Megan V. Phifer-Rixey, Ph.D., assistant professor of biology, has received a five-year, $1.1 million grant through the National Science Foundation (NSF) initiative for the Faculty Early Career Development (CAREER) Program.
This is the first CAREER grant, and second NSF award, to be received by a Monmouth University faculty member, and is also the first for Phifer-Rixey.
“It’s an honor to be recognized by the NSF and to have my research and education program funded through the CAREER mechanism. I see great potential for the research to make a major contribution to the field and for the mentoring and educational activities to make a major contribution to the next generation of scientists. I am thrilled that the NSF shares that same vision,” Phifer-Rixey said.
CAREER is one of the NSF’s most prestigious awards in support of early-career faculty who have the potential to serve as academic role models in research and education and to lead advances in the mission of their department or organization.
This award supports Phifer-Rixey’s research on the evolutionary impact of urban environments on house mice and provides educational experiences and resources for undergraduate students. Nikita L. Burrows, Ph.D., assistant professor in the chemistry department, and Courtney L. Werner, Ph.D., associate professor in the English department, will assist in the integration of research into undergraduate classes.
In addition, the CAREER-funded project will present high school teachers and local community college professors an opportunity to engage in independent research.

═══

Task statement: Continue the news item about Phifer-Rixey's NSF CAREER grant, starting right after its last sentence.

Exercise data:
═══

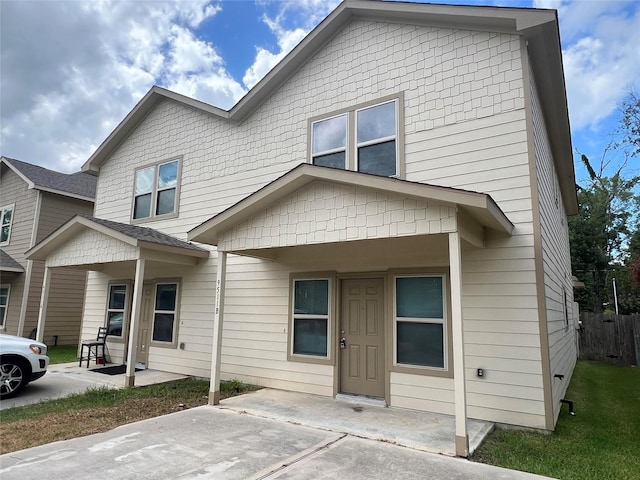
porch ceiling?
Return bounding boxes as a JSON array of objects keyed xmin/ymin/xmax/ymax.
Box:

═══

Reply to the task:
“Dr. Phifer-Rixey has been instrumental in our curricular discussions, including serving on the committee to revise our genetics course … The Department has valued the contribution of Dr. Phifer-Rixey to both our curriculum and to the research program,” Dorothy Lobo, Ph.D., associate professor and chair of the University’s biology department, said.
Commencing on Sept. 1, 2021, a portion of the grant was transferred to the University. The remaining amount will be released on a later date with the program running until Aug. 31, 2026.
A one-year, no-cost extension is a potential option following the August deadline but is dependent on the availability of additional funds.
The esteemed and exclusive award is received by an estimated 500 professional individuals annually with only one proposal permitted per principal investigator per competition.
Phifer-Rixey joined the Monmouth University faculty in the fall of 2016 and has a well-established research program at the University. She has also contributed to 15 scholarly publications.